| 文書の抜粋 |

ノンアルコール

安心・安全なノンアルコールビールのためにビールの原材料を整理しよう。

2024年4月18日

こんにちわ!じまろーです。

ノンアルコールのわたくしが、おいしいノンアルコールビールを追い求める上で、あまりにもビールのスタイルの多さの壁にぶち当たることになりました。ピルスナーからスタウト、ヴァイツェン、IPAなどなど、それ以外にも数多くあります。

それぞれ、どういうビールなのか調べていくと、ビールの原材料につながっていきます。そこで、まずは原材料を整理することにしました。

今回、参考にさせていただいた書籍は下のものです。

この記事は、こんな方におすすめ

  • ビールの香りや味をつくる原材料を知りたい。
  • ノンアルコールビールで、おいしいのを探している。

  

ビールの原料

ビールの基本的な原料は下の4つだけです。

ビールの基本的な原料

  • 麦芽(モルト)
  • ホップ
  • 酵母

1516年にバイエルン公ヴィルヘルム4世という人が制定した「ビール純粋令」においても、「ビールは、麦芽・ホップ・酵母・水のみを原料とする」とされています。

  

麦芽(モルト)

麦芽(モルト)

発芽しはじめた麦を乾燥させたもの。

麦は発芽することにより酵素を作る。この酵素は、麦のでんぷんを糖に変える。その糖に酵母が働いてアルコールに変換される。

ビールの材料となる麦は大麦がほとんど。その中でも二条大麦が日本を含め多くの国で用いられている。

麦芽(モルト)の種類には乾燥の方法で大きく2つに分けられます。温風で乾燥する焙燥とロースターで焦がす焙焦という方法があり、それぞれ乾燥温度が違います。下に示すのが、乾燥温度の違いによるモルトの種類です。

  • 焙燥モルト(温風で乾燥)
     ピルスナーモルト:85℃
     ペールエールモルト:85℃~90℃
     ウィーンモルト:90℃~100℃
     ミュンヘンモルト:100~110℃
  • 焙焦モルト(ロースターで焦がす)
     クリスタルモルト:120~160℃
     チョコレートモルト:200~220℃
     ブラックモルト:220℃
     ローストバレイ:220℃~230℃

乾燥の温度を高くすると、麦芽は色が濃くなっていきます。このモルトの色がビールの色を決定します。

ローストされたモルトを使用したビールは、黒ビールと呼ばれ、香ばしい香りや焦げた苦みをビールに与えます。

麦芽の原料はほとんどが大麦ですが、ヴァイツェンのような小麦ビールは、小麦麦芽を50%以上使用したビールになります。
ビール純粋令が制定された16世紀、小麦は貴重な食糧であったため、麦芽には大麦が使用されました。ただし、王侯貴族のブルワリーにのみ小麦麦芽の使用が許可されたため、小麦ビールは貴族のビールと呼ばれることになったそうです。

ビールの歴史もおもしろいです。

  

ホップ

ホップ

アサ科アカラハナソウ属のつる性の多年生植物。収穫期には10m近くに成長し、雌株には松かさのような房をつける。この房がビールの原料となる。

| 表示データ |
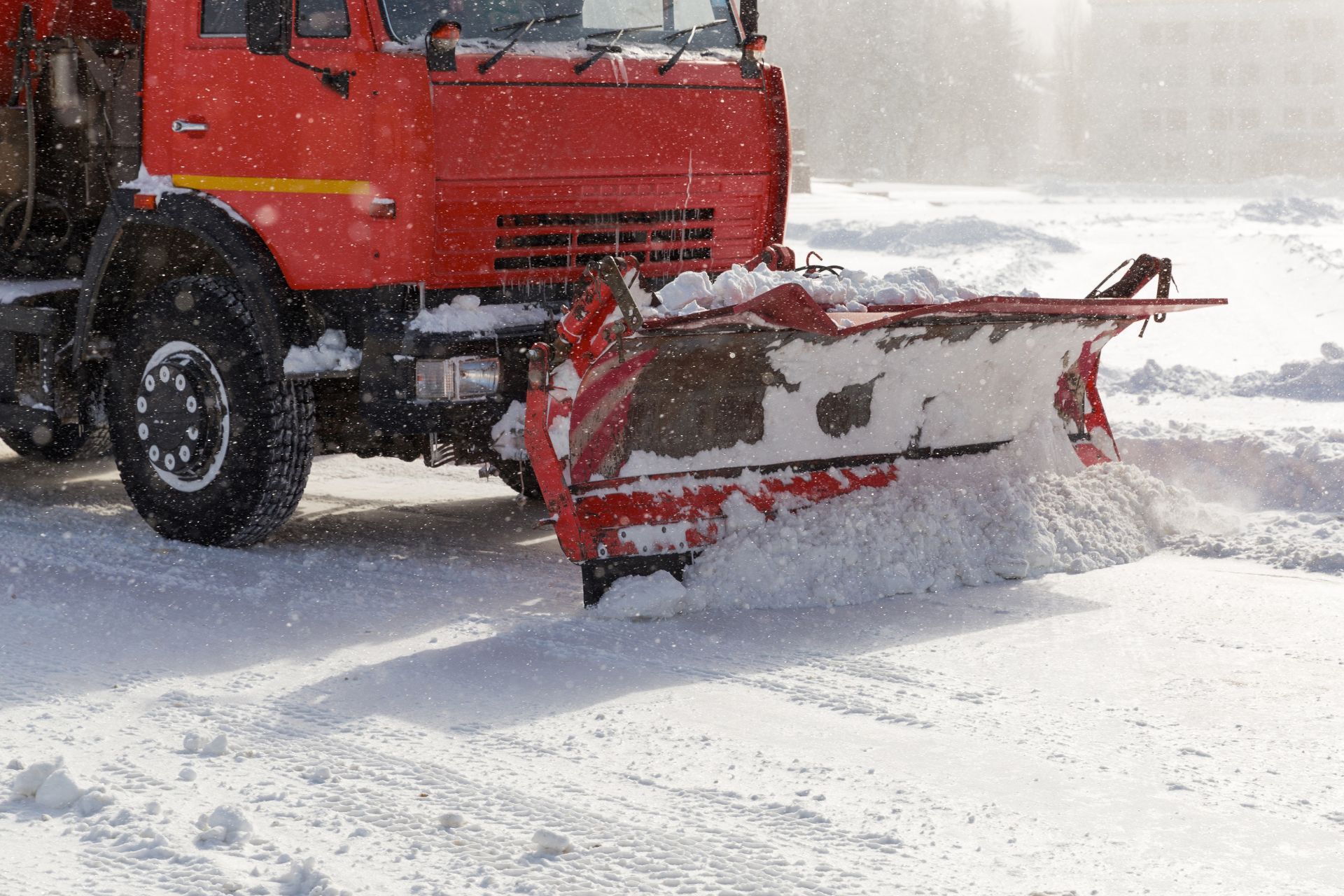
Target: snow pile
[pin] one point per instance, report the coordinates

| 依頼文 |
ビールの原材料に関する文章について、次の問いに答えてください。
1. 「ビール純粋令」が制定されたのは何年ですか。
2. チョコレートモルトの乾燥温度は何度ですか。
3. ホップの植物のうち、ビールの原料となるのはどの部分ですか。

| 解答 |
1. 「ビール純粋令」は1516年に制定されました。
2. チョコレートモルトの乾燥温度は200~220℃です。
3. ビールの原料となるのは、雌株につく松かさのような房です。